===== INPUT FOR THIS TASK =====

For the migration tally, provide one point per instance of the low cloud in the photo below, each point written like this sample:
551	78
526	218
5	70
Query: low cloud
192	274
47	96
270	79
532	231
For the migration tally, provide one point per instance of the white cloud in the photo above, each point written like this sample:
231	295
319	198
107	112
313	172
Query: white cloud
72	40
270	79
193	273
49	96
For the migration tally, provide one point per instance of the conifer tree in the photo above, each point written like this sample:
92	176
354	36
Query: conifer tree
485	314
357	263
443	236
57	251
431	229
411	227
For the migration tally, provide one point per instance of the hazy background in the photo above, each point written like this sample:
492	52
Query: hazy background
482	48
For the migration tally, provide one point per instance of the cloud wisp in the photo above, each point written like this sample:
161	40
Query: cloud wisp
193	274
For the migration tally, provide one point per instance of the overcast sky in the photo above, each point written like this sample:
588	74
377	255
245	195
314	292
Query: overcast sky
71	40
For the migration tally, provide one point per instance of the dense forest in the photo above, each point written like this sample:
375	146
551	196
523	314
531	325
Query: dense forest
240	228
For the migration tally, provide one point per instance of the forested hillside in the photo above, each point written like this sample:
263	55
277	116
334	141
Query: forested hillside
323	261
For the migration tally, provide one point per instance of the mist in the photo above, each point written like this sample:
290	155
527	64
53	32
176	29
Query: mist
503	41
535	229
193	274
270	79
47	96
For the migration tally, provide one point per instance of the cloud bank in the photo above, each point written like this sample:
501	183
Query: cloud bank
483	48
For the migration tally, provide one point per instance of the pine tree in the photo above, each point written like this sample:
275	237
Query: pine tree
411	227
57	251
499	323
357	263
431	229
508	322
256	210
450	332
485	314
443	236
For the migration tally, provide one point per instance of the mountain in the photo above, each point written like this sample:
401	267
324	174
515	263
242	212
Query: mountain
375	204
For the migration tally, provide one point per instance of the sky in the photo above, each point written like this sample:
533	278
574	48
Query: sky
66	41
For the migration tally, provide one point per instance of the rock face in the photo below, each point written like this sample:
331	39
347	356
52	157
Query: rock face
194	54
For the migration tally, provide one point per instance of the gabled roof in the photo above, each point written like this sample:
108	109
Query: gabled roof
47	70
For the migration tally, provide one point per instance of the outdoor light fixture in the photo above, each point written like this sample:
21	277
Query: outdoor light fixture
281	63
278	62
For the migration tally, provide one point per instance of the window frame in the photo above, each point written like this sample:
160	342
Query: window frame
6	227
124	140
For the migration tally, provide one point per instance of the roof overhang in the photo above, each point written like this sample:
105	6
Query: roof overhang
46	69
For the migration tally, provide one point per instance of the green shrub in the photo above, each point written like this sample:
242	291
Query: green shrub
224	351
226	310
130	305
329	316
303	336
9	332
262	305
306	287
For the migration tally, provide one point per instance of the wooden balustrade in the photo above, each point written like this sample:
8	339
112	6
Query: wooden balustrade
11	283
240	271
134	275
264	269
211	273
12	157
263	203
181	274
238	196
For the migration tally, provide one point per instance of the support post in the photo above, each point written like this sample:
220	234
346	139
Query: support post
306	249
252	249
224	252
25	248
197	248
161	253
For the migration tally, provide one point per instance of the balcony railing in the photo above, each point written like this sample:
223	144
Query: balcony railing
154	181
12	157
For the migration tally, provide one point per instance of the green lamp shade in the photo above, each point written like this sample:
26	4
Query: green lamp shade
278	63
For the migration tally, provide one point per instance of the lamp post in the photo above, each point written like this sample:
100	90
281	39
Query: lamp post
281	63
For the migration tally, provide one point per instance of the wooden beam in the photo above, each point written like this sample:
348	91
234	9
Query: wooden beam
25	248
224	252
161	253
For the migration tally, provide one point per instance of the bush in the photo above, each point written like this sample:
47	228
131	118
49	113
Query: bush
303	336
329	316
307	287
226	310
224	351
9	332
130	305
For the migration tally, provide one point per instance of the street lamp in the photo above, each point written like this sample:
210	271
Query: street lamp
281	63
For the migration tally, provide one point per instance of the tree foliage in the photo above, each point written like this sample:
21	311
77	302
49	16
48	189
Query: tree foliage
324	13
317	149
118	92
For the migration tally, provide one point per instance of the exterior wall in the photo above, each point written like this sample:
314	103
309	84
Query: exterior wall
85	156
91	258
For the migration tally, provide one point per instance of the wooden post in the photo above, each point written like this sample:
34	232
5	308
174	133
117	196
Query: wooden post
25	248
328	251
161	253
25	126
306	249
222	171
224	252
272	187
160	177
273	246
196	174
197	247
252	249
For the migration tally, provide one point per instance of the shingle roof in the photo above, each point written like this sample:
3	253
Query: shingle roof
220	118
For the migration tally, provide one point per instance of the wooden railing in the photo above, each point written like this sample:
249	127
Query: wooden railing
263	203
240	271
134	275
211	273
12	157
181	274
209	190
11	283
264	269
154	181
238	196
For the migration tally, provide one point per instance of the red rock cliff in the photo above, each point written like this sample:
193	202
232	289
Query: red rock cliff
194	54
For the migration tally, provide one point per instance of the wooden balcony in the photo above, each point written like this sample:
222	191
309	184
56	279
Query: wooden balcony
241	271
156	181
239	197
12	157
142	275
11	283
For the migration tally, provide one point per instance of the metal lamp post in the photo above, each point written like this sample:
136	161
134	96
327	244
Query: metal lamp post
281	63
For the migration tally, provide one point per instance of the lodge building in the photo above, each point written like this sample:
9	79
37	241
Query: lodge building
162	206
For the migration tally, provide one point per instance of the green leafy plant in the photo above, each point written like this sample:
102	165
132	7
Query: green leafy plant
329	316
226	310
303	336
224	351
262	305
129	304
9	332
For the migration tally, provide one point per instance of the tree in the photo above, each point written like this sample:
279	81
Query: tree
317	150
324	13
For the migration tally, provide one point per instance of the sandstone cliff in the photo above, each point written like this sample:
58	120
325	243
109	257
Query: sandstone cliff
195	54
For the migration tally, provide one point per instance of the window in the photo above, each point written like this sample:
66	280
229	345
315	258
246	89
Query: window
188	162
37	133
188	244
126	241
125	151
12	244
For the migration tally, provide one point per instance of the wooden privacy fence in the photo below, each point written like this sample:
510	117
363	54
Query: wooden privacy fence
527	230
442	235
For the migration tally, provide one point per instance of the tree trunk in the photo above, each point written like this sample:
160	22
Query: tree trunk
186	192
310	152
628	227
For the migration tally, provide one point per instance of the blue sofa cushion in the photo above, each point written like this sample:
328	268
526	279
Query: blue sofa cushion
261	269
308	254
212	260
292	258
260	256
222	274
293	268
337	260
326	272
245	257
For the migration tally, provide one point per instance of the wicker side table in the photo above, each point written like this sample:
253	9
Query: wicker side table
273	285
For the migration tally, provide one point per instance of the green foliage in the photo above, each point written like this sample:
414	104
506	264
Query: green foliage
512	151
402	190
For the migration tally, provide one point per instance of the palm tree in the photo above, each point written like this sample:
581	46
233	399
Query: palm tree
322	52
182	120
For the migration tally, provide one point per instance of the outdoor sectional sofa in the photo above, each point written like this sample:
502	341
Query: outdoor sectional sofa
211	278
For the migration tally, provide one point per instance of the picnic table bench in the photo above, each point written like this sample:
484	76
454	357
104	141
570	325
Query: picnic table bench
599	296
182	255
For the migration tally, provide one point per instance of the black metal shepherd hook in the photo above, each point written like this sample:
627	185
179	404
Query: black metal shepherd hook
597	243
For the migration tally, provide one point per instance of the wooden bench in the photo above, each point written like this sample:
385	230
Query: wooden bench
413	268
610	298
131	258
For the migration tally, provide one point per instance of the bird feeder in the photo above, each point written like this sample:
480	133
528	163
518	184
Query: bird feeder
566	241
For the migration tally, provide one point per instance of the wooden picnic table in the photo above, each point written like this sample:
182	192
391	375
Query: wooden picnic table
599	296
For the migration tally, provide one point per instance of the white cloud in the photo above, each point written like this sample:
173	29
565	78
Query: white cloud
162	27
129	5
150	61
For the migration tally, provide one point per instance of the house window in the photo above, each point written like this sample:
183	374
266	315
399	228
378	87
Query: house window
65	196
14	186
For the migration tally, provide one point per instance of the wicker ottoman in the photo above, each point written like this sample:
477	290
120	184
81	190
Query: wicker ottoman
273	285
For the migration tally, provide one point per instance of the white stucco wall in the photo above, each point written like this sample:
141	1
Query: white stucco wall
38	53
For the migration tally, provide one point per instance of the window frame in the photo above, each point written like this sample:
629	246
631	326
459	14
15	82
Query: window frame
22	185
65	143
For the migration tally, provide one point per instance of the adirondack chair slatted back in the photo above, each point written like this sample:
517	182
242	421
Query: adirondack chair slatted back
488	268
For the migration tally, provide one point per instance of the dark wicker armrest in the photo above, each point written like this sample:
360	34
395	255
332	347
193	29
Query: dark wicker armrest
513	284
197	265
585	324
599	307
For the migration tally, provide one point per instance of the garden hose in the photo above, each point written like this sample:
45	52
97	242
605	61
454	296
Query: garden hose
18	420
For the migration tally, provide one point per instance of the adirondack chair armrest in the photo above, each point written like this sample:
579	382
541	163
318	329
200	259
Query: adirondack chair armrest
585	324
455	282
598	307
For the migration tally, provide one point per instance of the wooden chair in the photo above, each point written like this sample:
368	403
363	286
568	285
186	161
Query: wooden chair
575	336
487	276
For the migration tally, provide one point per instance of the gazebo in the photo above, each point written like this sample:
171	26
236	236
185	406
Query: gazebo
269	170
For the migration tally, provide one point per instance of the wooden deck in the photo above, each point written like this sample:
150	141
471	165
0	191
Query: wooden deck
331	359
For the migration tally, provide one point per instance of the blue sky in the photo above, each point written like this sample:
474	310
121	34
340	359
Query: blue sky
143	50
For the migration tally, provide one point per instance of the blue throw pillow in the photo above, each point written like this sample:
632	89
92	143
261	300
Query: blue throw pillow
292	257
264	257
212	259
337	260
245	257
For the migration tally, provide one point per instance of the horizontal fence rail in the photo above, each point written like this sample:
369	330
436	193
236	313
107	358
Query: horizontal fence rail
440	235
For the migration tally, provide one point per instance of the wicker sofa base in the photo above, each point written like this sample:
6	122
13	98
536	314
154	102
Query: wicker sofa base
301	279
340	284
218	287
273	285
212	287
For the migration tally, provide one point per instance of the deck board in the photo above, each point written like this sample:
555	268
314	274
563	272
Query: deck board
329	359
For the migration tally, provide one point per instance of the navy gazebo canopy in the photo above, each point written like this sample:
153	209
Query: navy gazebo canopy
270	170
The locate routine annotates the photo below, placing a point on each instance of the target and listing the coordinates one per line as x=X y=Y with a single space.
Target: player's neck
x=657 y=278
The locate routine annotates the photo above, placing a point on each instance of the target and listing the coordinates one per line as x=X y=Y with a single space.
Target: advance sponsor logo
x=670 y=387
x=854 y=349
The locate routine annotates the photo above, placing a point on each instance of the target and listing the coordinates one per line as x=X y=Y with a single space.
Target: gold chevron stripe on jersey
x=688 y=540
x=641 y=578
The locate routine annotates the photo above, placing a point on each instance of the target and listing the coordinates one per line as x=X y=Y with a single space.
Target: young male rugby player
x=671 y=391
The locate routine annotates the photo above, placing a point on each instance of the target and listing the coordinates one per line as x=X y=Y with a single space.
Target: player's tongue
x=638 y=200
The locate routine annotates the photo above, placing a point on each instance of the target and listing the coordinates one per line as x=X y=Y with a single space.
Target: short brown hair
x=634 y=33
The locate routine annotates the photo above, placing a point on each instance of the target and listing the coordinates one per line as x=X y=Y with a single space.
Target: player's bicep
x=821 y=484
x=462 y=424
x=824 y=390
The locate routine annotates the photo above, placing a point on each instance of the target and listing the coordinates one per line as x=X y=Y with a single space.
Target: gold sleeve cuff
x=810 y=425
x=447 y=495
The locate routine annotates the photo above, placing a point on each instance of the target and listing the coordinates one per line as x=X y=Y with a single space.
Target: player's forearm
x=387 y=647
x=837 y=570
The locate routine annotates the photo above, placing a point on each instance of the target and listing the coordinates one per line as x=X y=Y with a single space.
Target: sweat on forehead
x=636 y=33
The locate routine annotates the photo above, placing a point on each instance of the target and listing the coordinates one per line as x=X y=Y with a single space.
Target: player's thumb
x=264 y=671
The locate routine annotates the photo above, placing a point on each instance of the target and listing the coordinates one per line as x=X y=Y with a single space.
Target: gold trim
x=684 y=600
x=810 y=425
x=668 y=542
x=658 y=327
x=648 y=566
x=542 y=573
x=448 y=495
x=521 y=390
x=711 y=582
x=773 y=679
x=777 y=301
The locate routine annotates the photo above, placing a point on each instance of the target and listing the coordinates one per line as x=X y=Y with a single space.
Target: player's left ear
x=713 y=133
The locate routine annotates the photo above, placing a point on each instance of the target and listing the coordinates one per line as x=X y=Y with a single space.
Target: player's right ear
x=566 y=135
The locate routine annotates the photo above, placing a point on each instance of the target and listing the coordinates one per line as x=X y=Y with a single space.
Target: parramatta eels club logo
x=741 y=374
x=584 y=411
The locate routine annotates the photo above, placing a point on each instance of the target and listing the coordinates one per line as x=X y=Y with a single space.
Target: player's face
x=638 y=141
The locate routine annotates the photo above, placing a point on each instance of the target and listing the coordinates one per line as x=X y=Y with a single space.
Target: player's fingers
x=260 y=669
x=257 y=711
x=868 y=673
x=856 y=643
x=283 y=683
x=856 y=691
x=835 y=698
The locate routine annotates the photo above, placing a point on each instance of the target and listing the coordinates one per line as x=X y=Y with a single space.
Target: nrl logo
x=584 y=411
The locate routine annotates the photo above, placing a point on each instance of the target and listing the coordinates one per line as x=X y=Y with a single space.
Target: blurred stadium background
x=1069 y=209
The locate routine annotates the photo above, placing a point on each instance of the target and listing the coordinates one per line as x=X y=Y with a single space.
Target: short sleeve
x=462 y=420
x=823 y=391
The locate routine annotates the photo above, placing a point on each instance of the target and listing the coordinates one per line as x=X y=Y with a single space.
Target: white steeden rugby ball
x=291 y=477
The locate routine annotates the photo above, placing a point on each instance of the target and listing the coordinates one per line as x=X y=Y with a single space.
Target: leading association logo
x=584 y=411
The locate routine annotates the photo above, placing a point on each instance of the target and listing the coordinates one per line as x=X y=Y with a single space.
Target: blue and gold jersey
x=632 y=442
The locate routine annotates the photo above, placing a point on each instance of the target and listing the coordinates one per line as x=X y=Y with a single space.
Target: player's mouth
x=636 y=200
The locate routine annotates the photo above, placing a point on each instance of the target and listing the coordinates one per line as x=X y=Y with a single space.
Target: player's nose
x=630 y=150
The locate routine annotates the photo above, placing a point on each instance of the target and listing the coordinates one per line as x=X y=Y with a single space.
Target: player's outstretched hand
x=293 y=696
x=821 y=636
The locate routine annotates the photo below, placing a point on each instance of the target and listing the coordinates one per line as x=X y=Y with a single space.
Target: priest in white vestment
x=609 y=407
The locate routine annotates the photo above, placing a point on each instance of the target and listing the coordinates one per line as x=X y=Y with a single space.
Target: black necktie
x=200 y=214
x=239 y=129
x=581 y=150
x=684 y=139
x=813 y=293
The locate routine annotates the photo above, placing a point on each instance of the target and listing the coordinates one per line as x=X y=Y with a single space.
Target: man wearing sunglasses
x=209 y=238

=====

WHAT IS NEEDED
Your reply should consist solely of the number of lines above that contain the word "below".

ANSWER TO THE EXERCISE
5